DOCUMENT SECTION:
Dan Flavin: Drawing
With texts by Tiffany Bell, Isabelle Dervaux, and Jennifer Raab
This publication documents the first retrospective of the artist’s drawings, which was held at The Morgan Library & Museum, New York, in 2012 (it then traveled to the Kunsthalle Bielefeld, Germany, in 2012-2013). The catalogue explores the central role that drawing played in Flavin’s practice, and includes essays by exhibition curator Isabelle Dervaux, noted Flavin scholar Tiffany Bell, and art historian Jennifer Raab. Excerpts from Flavin’s journal, in which he writes about his relationship to drawing, are published here for the first time. This richly illustrated catalogue features over 190 plates, including selections from the artist’s personal collection of nineteenth-century Japanese drawings, Hudson River School landscape studies, and drawings by other twentieth-century artists, from Piet Mondrian to Donald Judd.
Publisher: The Morgan Library & Museum
Artists: Dan Flavin
Contributors: Tiffany Bell, Isabelle Dervaux, Jennifer Raab
Publication Date: 2012
Binding: Hardcover
Dimensions: 9 3/4 x 11 1/4 in (24.8 x 28.6 cm)
Pages: 220
Reproductions: Illustrated throughout
ISBN: 9780875981628
Retail: $40
Status: Not Available
Dan Flavin
From 1963, when he conceived the diagonal of May 25, 1963 (to Constantin Brancusi), a single gold, fluorescent lamp that is installed on a diagonal on the wall—a work which marks the artist’s first use of fluorescent light alone, until his death in 1996, Dan Flavin (1933-1996) produced a singularly consistent and prodigious body of work that utilized commercially-available fluorescent lamps to create installations, or “situations” as he preferred to call them, of light and color. Through the construction of light, Flavin was able to literally establish and redefine space.

EXTRACTED DATA:
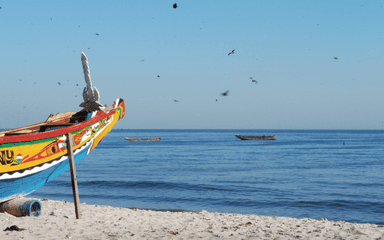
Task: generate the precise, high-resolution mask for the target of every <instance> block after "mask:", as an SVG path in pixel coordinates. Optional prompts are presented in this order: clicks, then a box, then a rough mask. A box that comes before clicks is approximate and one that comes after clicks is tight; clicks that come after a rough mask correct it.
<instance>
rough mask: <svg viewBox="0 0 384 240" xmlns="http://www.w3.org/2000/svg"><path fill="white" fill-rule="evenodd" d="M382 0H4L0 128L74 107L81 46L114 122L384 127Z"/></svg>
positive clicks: (117, 126)
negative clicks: (336, 0)
mask: <svg viewBox="0 0 384 240" xmlns="http://www.w3.org/2000/svg"><path fill="white" fill-rule="evenodd" d="M174 3H177V5H178V7H177V8H176V9H174V8H173V7H172V5H173V4H174ZM382 6H384V1H374V0H371V1H355V0H348V1H347V0H345V1H333V0H325V1H285V0H280V1H279V0H276V1H269V0H268V1H224V0H223V1H185V0H183V1H157V0H153V1H149V0H148V1H1V2H0V7H1V9H0V81H1V86H0V91H1V112H2V113H1V116H2V120H1V123H0V128H13V127H21V126H24V125H29V124H33V123H36V122H42V121H45V120H46V118H47V117H48V116H49V114H51V113H54V114H55V113H58V112H65V111H79V110H80V109H81V108H80V107H79V104H80V103H81V102H82V101H83V99H82V90H83V88H84V87H85V81H84V76H83V72H82V65H81V60H80V58H81V52H82V51H84V52H85V53H86V55H87V56H88V60H89V64H90V70H91V78H92V82H93V85H94V86H96V87H97V88H98V89H99V91H100V95H101V102H102V103H103V104H106V103H107V104H109V105H112V103H113V101H114V100H115V99H117V98H123V99H124V100H125V101H126V117H125V119H123V120H122V121H120V122H119V123H118V125H117V126H116V127H117V128H130V129H171V128H180V129H383V128H384V123H383V122H384V112H383V110H382V107H383V103H384V101H383V100H384V98H383V89H384V81H383V76H384V68H383V66H384V55H383V54H384V24H383V23H384V7H382ZM97 34H98V35H97ZM233 49H235V53H234V54H231V55H229V56H228V53H229V52H231V51H232V50H233ZM335 57H337V58H338V59H335ZM143 60H144V61H143ZM157 75H159V76H160V78H158V77H157ZM250 77H252V78H253V79H255V80H257V81H258V83H257V84H255V83H254V82H252V81H251V79H250ZM59 82H60V83H61V85H59V84H58V83H59ZM77 84H78V86H77ZM227 90H229V94H228V96H225V97H223V96H221V95H220V93H222V92H225V91H227ZM216 99H217V101H216ZM174 100H178V101H179V102H174Z"/></svg>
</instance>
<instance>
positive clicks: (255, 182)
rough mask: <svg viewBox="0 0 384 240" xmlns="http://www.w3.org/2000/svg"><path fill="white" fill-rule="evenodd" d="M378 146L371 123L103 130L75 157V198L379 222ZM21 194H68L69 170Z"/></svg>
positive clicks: (62, 194) (380, 133)
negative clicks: (153, 137)
mask: <svg viewBox="0 0 384 240" xmlns="http://www.w3.org/2000/svg"><path fill="white" fill-rule="evenodd" d="M235 134H243V135H276V137H277V139H276V140H275V141H242V140H240V139H237V138H236V137H235ZM125 137H133V138H153V137H161V141H160V142H130V141H127V140H125ZM383 146H384V131H375V130H368V131H363V130H359V131H347V130H340V131H339V130H330V131H328V130H327V131H326V130H318V131H313V130H113V131H112V132H111V133H109V134H108V135H107V136H106V137H105V139H104V140H103V141H102V142H101V143H100V144H99V146H98V147H97V148H96V149H95V150H94V151H92V152H91V153H90V155H88V156H87V157H86V158H84V159H83V160H82V161H81V162H80V163H79V164H77V165H76V170H77V177H78V186H79V193H80V201H81V202H86V203H87V204H97V205H111V206H115V207H130V208H144V209H172V210H189V211H201V210H207V211H210V212H227V213H241V214H257V215H267V216H284V217H294V218H303V217H308V218H318V219H320V218H327V219H328V220H343V221H349V222H359V223H367V222H369V223H378V224H379V223H380V224H383V223H384V218H383V214H384V161H383V157H384V148H383ZM30 197H35V198H49V199H55V200H65V201H70V202H73V196H72V188H71V178H70V174H69V171H67V172H66V173H64V174H62V175H61V176H59V177H58V178H56V179H55V180H53V181H51V182H49V183H48V184H46V185H45V186H44V187H42V188H40V189H39V190H37V191H36V192H34V193H32V194H31V195H30Z"/></svg>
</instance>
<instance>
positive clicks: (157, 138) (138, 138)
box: [125, 138, 161, 141]
mask: <svg viewBox="0 0 384 240" xmlns="http://www.w3.org/2000/svg"><path fill="white" fill-rule="evenodd" d="M125 140H128V141H160V140H161V138H125Z"/></svg>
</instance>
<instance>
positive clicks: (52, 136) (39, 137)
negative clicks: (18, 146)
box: [0, 98, 124, 145]
mask: <svg viewBox="0 0 384 240" xmlns="http://www.w3.org/2000/svg"><path fill="white" fill-rule="evenodd" d="M118 100H119V102H118V103H117V105H116V107H115V108H114V109H112V110H111V111H109V112H108V113H105V112H102V111H97V112H100V113H96V116H94V117H93V118H91V119H89V120H87V121H84V122H80V123H75V124H74V125H71V126H66V127H63V128H59V129H55V130H51V131H47V132H32V133H26V134H20V135H13V136H2V137H0V145H1V144H7V143H18V142H29V141H36V140H42V139H47V138H54V137H57V136H61V135H65V134H67V133H72V132H76V131H79V130H81V129H84V128H86V127H88V126H90V125H92V124H95V123H97V122H99V121H100V120H102V119H105V118H107V117H109V116H112V115H114V114H115V113H116V111H117V109H118V106H119V105H120V104H121V103H122V102H124V100H123V99H121V98H120V99H118ZM46 124H50V123H47V122H41V123H36V124H32V125H29V126H26V127H21V128H23V129H28V127H30V128H33V127H37V126H44V125H46ZM17 129H18V128H15V129H14V130H16V131H17Z"/></svg>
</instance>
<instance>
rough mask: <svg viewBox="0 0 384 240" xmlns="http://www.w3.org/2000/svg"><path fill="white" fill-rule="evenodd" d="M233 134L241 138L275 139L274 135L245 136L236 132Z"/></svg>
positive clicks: (248, 138)
mask: <svg viewBox="0 0 384 240" xmlns="http://www.w3.org/2000/svg"><path fill="white" fill-rule="evenodd" d="M235 136H236V137H237V138H239V139H241V140H276V136H246V135H237V134H235Z"/></svg>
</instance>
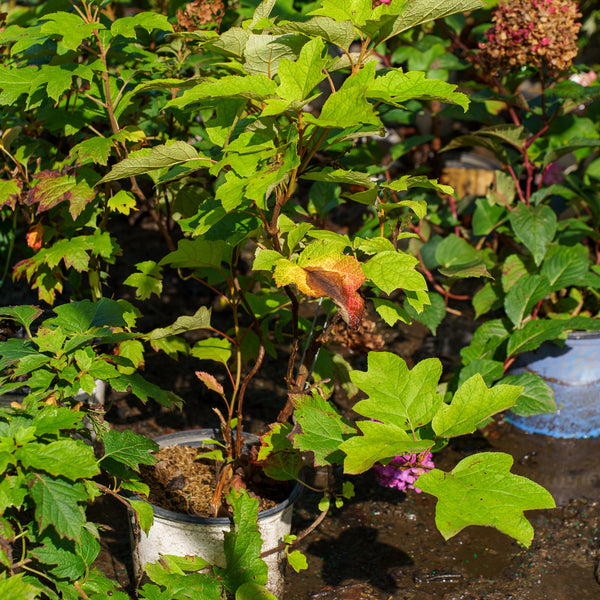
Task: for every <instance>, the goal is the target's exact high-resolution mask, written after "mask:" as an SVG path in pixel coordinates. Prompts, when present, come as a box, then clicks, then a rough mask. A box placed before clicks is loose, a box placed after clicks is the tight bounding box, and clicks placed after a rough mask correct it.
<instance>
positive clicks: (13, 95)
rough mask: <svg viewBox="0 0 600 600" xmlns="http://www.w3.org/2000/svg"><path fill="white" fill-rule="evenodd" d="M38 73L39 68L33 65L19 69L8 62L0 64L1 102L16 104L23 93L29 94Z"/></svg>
mask: <svg viewBox="0 0 600 600" xmlns="http://www.w3.org/2000/svg"><path fill="white" fill-rule="evenodd" d="M36 74H37V68H36V67H34V66H32V65H27V66H22V67H19V68H18V69H15V68H14V67H9V66H8V65H6V64H5V65H0V90H2V92H1V93H0V104H3V105H11V104H15V103H16V102H17V100H18V99H19V97H20V96H21V95H22V94H29V91H30V89H31V82H32V81H33V79H34V78H35V76H36Z"/></svg>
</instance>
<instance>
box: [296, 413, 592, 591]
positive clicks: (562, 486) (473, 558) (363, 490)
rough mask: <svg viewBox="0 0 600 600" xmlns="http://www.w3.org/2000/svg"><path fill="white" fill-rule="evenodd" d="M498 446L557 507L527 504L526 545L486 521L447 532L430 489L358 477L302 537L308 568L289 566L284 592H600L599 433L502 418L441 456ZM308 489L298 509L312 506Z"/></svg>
mask: <svg viewBox="0 0 600 600" xmlns="http://www.w3.org/2000/svg"><path fill="white" fill-rule="evenodd" d="M493 450H498V451H504V452H509V453H510V454H512V456H513V457H514V458H515V464H514V467H513V472H515V473H517V474H519V475H524V476H527V477H530V478H531V479H533V480H534V481H537V482H538V483H540V484H542V485H544V486H545V487H546V488H547V489H549V490H550V492H551V493H552V494H553V496H554V497H555V500H556V501H557V504H559V507H558V508H557V509H555V510H546V511H531V512H529V513H527V515H528V518H529V520H530V521H531V522H532V524H533V526H534V529H535V538H534V542H533V544H532V545H531V547H530V548H529V549H524V548H522V547H520V546H519V545H518V544H517V543H516V542H514V541H513V540H512V539H511V538H509V537H507V536H505V535H503V534H501V533H499V532H497V531H495V530H492V529H489V528H484V527H469V528H467V529H465V530H463V531H462V532H461V533H459V534H458V535H456V536H455V537H454V538H452V539H451V540H449V541H447V542H446V541H445V540H444V539H443V538H442V536H441V535H440V534H439V533H438V531H437V529H436V528H435V524H434V514H435V502H436V501H435V499H434V498H432V497H431V496H427V495H425V494H415V493H409V494H407V495H404V494H402V493H400V492H397V491H394V490H387V489H382V488H380V487H379V486H378V485H377V483H376V482H375V481H374V478H373V477H372V476H371V475H369V474H366V475H363V476H361V477H357V478H354V482H355V485H356V489H357V496H356V498H355V499H353V500H352V501H351V502H350V503H348V504H347V505H346V506H345V507H344V508H343V509H342V510H340V511H338V512H336V513H334V514H332V516H331V518H330V519H328V520H327V521H326V522H325V524H324V527H323V526H322V527H321V528H320V529H319V530H318V532H317V533H316V534H313V536H312V537H310V538H309V539H308V540H307V541H305V542H304V543H303V545H302V548H301V549H302V550H303V551H304V552H306V554H307V556H308V559H309V570H308V571H307V572H302V573H293V572H292V573H288V577H287V588H286V592H287V594H286V600H330V599H331V600H350V599H351V600H429V599H436V600H438V599H441V600H510V599H512V600H572V599H574V598H576V599H577V600H598V598H600V585H599V584H598V582H597V581H596V577H595V570H596V566H597V562H598V558H599V556H600V541H599V540H600V533H599V528H600V502H599V500H600V497H599V493H598V490H599V483H600V460H599V457H600V440H598V439H593V440H560V439H554V438H548V437H546V436H541V435H531V434H526V433H523V432H520V431H519V430H517V429H515V428H514V427H513V426H511V425H509V424H507V423H502V424H501V425H499V426H493V427H492V428H490V429H488V430H487V431H486V436H485V437H483V436H480V437H475V438H468V439H467V438H465V440H464V441H461V440H459V443H457V444H454V445H453V446H451V447H448V448H446V449H445V450H444V451H442V453H440V454H439V455H438V457H437V461H436V462H437V464H438V466H440V467H441V468H444V469H450V468H452V466H453V465H454V464H456V463H457V462H458V461H459V460H460V459H461V458H463V456H465V455H466V454H470V453H473V452H478V451H493ZM315 501H316V498H314V497H311V496H310V495H309V494H305V496H304V497H303V499H302V500H301V501H300V505H299V508H298V517H299V519H301V520H302V519H306V522H308V518H309V517H310V516H311V515H314V502H315Z"/></svg>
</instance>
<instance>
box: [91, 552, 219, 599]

WHAT TO DO:
[1] List each contributor named in the book listing, with the description the listing gives that person.
[2] Say whether each statement agrees with the book listing, and quote the words that decide it. (a) After New York, the retrospective went on to the Kunsthalle Bielefeld. (b) The book has a paperback binding. (c) The excerpts from Flavin's journal had been published before this catalogue.

SOLUTIONS TO EACH TASK:
[1]
- Isabelle Dervaux: exhibition curator
- Tiffany Bell: noted Flavin scholar
- Jennifer Raab: art historian

[2]
(a) Yes: "it then traveled to the Kunsthalle Bielefeld, Germany, in 2012-2013"
(b) No: "Binding: Hardcover"
(c) No: "are published here for the first time"